--- BEGIN EXCERPT TO READ ---

Washington, DC — A scripted morality play unfolding today before a Congressional hearing concerning the right of Inspectors General to immediate access to all government records will do little to improve meaningful oversight, according to Public Employees for Environmental Responsibility (PEER). Likely missing from the expected fulmination will be a dispassionate examination of whether Inspectors General (IGs) are functioning well and effectively benefitting the taxpayer.
Today, the House Oversight and Government Reform Committee will hear from IGs who contend some of their information requests have been impeded, thus hampering important investigations. One of the key examples offered is the hesitancy of the Chemical Safety and Hazard Investigation Board (CSB) to turn over communications between top CSB officials and outside lawyers retained to represent the agency in personnel-related litigation demanded by the Environmental Protection Agency (EPA) IG.

--- END EXCERPT TO READ ---
--- BEGIN RECORDED DATA ---

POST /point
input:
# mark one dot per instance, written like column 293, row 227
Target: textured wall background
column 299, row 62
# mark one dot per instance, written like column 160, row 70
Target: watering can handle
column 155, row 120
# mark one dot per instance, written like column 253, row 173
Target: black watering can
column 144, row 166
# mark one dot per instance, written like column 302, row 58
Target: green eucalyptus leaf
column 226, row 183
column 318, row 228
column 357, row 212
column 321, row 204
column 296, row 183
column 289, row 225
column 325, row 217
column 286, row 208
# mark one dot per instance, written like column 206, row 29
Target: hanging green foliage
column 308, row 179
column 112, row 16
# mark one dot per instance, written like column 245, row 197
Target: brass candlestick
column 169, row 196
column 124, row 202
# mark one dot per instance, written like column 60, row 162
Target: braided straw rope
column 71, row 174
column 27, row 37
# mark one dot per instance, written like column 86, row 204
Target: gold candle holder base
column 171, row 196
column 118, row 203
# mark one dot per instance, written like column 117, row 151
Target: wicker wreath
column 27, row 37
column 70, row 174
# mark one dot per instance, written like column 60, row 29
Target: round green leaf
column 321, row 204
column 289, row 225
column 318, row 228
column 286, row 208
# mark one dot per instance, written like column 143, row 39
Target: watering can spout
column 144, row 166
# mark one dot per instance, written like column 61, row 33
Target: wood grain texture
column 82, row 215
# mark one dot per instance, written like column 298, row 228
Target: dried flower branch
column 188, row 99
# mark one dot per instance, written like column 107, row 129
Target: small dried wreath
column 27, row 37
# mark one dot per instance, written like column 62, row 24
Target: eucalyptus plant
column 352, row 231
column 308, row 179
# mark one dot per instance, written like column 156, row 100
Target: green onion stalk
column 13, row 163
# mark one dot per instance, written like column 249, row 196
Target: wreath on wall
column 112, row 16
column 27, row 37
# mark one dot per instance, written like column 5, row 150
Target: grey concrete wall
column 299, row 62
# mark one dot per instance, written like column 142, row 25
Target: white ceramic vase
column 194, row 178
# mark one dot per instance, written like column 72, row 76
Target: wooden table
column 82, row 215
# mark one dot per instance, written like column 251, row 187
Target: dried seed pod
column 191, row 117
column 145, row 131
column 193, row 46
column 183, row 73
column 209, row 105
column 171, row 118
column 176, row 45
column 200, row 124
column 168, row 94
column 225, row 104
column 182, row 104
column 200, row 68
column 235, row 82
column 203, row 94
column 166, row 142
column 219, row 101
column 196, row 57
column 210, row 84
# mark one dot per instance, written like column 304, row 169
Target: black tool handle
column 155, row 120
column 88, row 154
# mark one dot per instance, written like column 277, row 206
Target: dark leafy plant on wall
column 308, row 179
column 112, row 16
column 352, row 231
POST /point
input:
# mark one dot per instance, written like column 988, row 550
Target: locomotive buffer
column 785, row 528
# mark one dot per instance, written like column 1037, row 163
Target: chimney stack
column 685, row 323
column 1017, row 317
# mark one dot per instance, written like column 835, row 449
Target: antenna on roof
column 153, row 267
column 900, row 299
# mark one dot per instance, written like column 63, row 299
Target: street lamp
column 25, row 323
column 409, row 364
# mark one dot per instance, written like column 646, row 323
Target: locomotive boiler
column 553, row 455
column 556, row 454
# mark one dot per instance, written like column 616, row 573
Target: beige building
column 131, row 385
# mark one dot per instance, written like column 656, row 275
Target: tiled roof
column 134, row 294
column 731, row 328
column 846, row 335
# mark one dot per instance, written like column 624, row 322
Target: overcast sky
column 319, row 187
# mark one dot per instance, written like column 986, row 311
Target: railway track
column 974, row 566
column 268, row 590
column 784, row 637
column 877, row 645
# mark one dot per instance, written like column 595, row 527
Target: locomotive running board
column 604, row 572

--- END RECORDED DATA ---

*COMPLETE THE FOLLOWING*
a - Set down the piece on Inspectors General word for word, between "Washington, DC —" and "benefitting the taxpayer.", inclusive.
b - In the piece on Inspectors General, which House committee will hear from the IGs?

*RESPONSE LIST*
a -
Washington, DC — A scripted morality play unfolding today before a Congressional hearing concerning the right of Inspectors General to immediate access to all government records will do little to improve meaningful oversight, according to Public Employees for Environmental Responsibility (PEER). Likely missing from the expected fulmination will be a dispassionate examination of whether Inspectors General (IGs) are functioning well and effectively benefitting the taxpayer.

b - The House Oversight and Government Reform Committee.